### SOURCE INFORMATION

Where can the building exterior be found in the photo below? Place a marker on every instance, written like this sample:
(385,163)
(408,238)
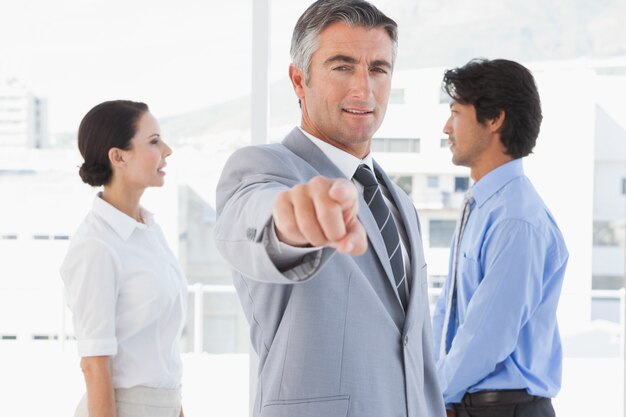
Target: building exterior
(579,169)
(23,116)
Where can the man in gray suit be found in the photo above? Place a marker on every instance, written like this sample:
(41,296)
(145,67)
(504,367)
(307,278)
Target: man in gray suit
(329,269)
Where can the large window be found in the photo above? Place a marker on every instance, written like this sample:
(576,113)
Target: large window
(440,232)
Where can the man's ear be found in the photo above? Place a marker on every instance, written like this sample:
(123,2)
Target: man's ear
(496,123)
(296,75)
(116,156)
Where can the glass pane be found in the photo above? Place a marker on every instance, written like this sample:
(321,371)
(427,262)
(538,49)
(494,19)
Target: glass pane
(441,232)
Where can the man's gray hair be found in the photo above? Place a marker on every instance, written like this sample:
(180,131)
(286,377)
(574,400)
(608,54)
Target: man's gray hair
(323,13)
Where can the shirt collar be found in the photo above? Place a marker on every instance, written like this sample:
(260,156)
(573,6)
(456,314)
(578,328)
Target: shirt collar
(123,224)
(347,163)
(496,179)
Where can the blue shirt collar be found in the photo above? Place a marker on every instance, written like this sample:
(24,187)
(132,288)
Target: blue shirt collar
(495,180)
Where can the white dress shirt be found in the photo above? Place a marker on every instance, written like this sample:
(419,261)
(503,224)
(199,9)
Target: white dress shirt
(284,255)
(128,296)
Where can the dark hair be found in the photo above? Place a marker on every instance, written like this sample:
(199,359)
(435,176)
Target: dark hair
(499,85)
(322,13)
(111,124)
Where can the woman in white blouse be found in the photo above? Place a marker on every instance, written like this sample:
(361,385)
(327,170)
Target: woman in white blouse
(124,286)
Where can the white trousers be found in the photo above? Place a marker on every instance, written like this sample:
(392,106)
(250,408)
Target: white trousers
(140,402)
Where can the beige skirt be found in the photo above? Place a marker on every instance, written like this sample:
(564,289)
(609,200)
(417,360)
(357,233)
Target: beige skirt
(141,402)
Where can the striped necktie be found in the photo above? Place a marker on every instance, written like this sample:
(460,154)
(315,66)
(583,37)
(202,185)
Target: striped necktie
(387,227)
(447,331)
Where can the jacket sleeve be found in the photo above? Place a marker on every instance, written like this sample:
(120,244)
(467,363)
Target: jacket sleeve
(248,186)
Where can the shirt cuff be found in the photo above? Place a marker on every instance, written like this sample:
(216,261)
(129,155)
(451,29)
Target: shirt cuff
(97,347)
(285,256)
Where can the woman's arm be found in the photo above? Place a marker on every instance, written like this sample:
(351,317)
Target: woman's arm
(100,393)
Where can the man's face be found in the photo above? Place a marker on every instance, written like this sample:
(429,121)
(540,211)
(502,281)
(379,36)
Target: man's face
(345,99)
(469,140)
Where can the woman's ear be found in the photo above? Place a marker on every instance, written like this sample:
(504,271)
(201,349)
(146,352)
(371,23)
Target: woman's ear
(116,156)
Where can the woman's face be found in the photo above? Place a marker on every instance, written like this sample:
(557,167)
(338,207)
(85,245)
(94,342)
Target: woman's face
(145,160)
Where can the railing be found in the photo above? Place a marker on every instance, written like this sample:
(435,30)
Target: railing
(199,290)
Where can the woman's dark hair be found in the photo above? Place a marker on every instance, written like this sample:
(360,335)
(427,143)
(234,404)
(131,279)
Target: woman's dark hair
(111,124)
(498,86)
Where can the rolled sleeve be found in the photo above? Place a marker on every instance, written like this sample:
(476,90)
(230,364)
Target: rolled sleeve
(89,274)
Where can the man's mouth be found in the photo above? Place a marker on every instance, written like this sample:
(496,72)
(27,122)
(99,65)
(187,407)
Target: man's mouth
(358,112)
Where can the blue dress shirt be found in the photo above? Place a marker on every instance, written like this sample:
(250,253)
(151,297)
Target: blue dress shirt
(512,259)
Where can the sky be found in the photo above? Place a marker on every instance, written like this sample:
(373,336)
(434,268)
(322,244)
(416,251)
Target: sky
(176,56)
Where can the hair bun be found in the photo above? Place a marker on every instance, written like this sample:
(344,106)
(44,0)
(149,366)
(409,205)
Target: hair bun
(95,174)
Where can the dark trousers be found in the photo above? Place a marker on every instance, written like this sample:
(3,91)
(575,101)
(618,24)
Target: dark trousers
(535,407)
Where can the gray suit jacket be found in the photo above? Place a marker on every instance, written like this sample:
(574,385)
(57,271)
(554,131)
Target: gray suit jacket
(330,331)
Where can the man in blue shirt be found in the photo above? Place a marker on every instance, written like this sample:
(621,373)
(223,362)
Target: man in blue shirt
(495,329)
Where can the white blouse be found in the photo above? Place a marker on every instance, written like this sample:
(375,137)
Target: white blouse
(128,296)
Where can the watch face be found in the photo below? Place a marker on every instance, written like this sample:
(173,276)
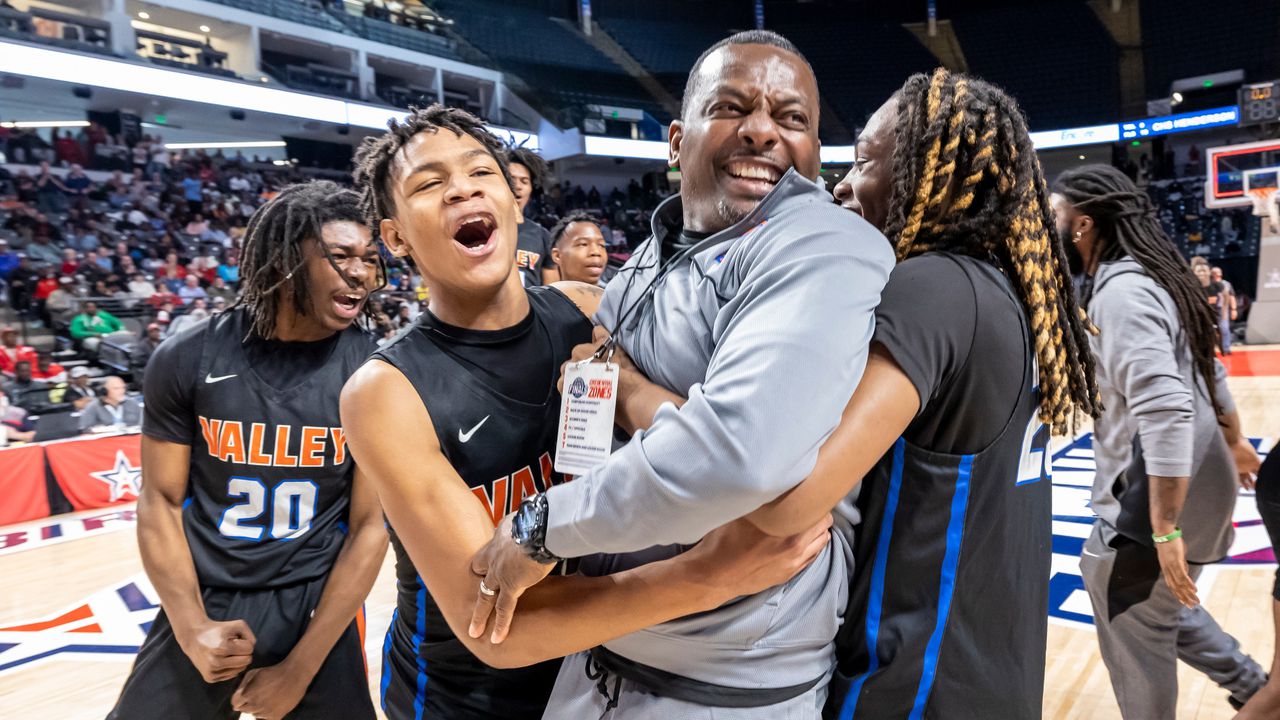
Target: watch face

### WORK TO BE COMPLETED
Some lines of the listing may include the string "watch". Tally them and report only the total.

### FINISHED EXERCISE
2